INSTRUCTIONS FOR THE TASK: Locate the line containing "In this photo, where can the grass" in the data below. Reproduce it and every following line up to the end, exactly as given.

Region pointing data

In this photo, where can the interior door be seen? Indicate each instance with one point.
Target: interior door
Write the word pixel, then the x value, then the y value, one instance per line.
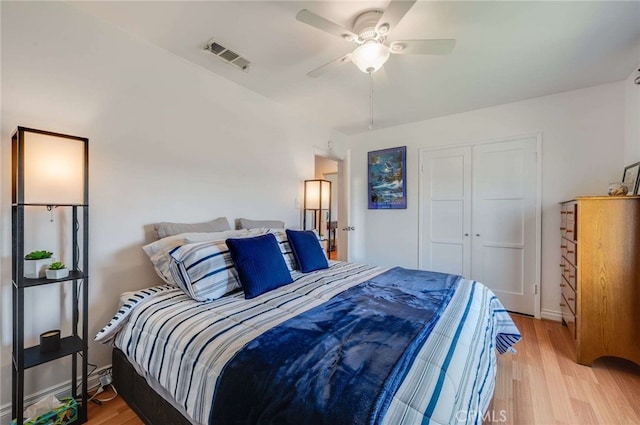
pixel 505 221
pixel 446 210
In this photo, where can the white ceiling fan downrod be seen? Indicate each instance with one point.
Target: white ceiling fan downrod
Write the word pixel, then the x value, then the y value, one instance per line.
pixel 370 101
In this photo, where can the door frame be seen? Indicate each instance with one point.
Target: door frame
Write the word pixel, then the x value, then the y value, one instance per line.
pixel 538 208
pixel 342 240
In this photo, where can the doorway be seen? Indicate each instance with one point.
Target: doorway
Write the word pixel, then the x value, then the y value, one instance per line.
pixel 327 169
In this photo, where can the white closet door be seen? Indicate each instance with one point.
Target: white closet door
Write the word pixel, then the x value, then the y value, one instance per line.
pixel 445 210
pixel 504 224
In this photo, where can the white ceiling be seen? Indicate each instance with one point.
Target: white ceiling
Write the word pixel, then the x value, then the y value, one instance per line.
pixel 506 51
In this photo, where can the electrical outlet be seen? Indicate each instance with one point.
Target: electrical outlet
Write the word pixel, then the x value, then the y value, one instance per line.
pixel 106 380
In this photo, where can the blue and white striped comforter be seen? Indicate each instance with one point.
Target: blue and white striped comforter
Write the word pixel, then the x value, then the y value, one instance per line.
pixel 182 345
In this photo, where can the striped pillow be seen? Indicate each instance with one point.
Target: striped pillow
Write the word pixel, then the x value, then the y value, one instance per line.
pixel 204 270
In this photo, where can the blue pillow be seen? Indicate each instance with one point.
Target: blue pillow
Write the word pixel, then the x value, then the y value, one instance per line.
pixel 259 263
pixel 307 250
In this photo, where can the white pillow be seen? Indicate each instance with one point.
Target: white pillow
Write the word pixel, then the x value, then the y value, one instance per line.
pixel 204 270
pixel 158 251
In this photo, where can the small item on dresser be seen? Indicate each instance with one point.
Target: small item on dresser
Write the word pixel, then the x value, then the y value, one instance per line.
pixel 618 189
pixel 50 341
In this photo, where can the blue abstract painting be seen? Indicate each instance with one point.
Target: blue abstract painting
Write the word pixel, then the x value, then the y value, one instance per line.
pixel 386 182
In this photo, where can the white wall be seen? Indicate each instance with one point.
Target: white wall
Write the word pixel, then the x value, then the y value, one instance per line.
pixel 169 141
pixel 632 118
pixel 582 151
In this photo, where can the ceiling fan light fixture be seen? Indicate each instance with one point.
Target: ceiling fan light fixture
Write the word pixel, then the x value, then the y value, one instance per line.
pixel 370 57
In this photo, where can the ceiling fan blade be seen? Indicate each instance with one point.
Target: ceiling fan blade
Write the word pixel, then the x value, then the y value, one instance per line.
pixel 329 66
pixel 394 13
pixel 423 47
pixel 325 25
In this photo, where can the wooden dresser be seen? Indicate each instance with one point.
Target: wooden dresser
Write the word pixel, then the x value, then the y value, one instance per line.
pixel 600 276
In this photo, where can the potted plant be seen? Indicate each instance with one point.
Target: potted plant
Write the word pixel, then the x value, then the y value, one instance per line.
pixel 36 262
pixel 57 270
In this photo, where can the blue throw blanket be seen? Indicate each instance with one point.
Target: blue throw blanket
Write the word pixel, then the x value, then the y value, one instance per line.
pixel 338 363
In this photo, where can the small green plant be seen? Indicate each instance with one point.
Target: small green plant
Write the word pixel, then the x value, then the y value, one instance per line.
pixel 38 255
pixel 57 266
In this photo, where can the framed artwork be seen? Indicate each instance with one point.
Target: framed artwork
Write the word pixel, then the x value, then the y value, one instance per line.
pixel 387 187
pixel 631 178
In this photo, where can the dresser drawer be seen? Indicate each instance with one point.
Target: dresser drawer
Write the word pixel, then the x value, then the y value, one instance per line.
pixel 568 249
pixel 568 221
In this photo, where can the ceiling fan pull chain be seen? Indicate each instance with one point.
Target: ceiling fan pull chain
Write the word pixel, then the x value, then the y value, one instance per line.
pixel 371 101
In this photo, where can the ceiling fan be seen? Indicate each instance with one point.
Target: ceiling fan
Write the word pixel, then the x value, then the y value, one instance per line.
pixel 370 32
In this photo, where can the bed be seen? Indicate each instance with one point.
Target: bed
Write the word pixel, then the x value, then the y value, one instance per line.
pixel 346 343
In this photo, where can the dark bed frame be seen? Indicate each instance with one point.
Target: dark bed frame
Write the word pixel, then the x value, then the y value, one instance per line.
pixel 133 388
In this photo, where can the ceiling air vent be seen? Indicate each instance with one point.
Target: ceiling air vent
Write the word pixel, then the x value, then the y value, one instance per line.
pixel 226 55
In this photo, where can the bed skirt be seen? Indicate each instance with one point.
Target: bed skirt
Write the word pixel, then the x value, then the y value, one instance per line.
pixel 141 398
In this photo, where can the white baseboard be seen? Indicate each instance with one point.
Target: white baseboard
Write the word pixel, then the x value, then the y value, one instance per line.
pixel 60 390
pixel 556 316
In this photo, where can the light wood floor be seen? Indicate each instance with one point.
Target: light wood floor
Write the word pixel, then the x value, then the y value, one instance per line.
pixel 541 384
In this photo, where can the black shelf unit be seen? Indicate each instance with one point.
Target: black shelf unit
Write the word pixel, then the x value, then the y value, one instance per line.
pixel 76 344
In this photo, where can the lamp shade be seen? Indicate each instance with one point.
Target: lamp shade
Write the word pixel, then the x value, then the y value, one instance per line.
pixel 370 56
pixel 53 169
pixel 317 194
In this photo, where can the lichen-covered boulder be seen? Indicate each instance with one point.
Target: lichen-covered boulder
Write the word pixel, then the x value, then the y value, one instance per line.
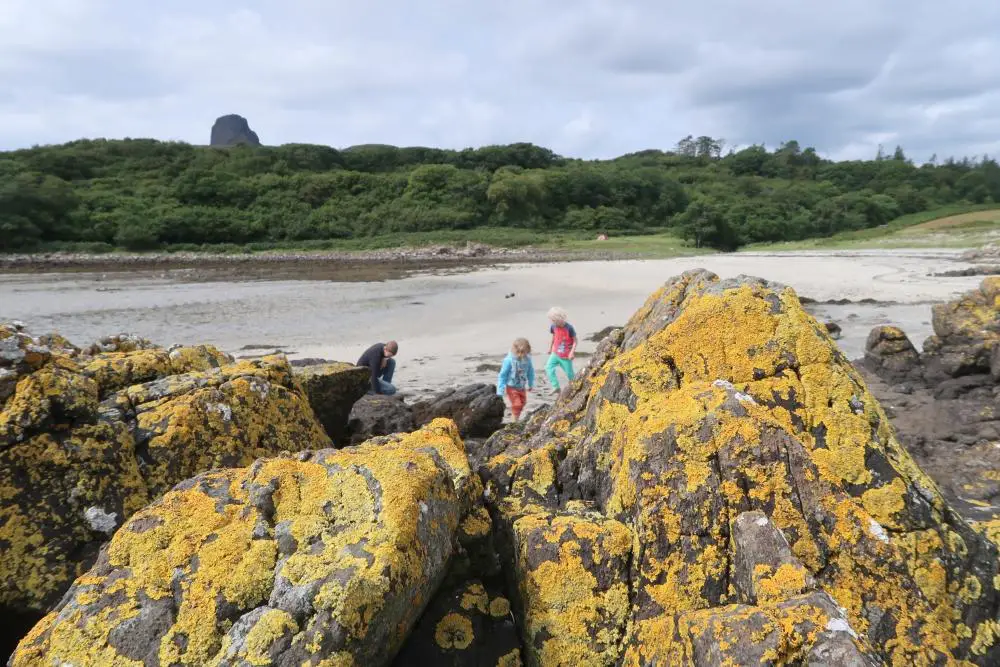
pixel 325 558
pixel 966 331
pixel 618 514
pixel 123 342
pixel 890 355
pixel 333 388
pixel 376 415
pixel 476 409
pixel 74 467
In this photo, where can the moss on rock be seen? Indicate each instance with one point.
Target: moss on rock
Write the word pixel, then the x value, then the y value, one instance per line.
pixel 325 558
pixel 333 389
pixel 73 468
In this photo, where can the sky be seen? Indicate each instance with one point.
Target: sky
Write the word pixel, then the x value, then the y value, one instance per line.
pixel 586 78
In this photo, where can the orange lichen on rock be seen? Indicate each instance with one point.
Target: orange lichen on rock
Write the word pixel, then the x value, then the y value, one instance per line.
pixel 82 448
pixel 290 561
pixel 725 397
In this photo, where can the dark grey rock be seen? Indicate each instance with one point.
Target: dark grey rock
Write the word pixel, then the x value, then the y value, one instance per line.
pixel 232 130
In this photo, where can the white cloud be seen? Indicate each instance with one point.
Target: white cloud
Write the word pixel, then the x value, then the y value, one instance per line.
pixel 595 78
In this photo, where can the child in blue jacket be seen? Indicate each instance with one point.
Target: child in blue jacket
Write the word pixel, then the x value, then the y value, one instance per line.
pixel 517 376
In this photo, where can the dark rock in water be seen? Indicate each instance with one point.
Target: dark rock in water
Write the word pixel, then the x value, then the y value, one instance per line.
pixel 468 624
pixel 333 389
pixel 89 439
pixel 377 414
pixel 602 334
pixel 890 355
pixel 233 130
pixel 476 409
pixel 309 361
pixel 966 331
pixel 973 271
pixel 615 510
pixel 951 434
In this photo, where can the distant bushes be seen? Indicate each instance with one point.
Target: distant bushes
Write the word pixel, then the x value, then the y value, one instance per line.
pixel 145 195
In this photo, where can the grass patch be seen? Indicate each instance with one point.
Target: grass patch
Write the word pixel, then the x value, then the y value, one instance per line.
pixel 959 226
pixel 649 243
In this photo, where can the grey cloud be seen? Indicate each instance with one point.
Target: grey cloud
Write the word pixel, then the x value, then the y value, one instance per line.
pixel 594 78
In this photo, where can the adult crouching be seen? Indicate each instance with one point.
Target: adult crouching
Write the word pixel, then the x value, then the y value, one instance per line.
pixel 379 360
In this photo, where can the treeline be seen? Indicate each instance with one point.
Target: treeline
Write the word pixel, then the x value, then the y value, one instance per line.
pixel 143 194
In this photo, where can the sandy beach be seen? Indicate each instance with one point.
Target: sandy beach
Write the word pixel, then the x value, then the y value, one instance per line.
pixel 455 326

RESPONSE:
In this photo, where can the grass patch be seen? Indicate each instance with one point.
Target: grass patch
Write the word pixel, then the x value, then the y value, one instance per line.
pixel 959 226
pixel 649 243
In this photo, where can the grey cloud be seen? Indicate each instance with one point.
Target: grey cloud
Write the word pixel, then the x value, then the y value, one instance per line.
pixel 594 78
In this photo, where can the adult crouching be seen? Indicate each instance with one point.
Target: adult crouching
Write the word pixel, then the x value, then the y value, one instance per line.
pixel 379 360
In this photo, where can the treeline be seen? Indicate each instance with one point.
Target: treeline
Write the word pixel, then the x value, then the y value, one instance per line.
pixel 143 194
In this photo, where can the sandy beach be seen? Indicate each instance with one point.
Target: sandy beach
Write the word pixel, then the x value, then the y value, one instance per line.
pixel 455 326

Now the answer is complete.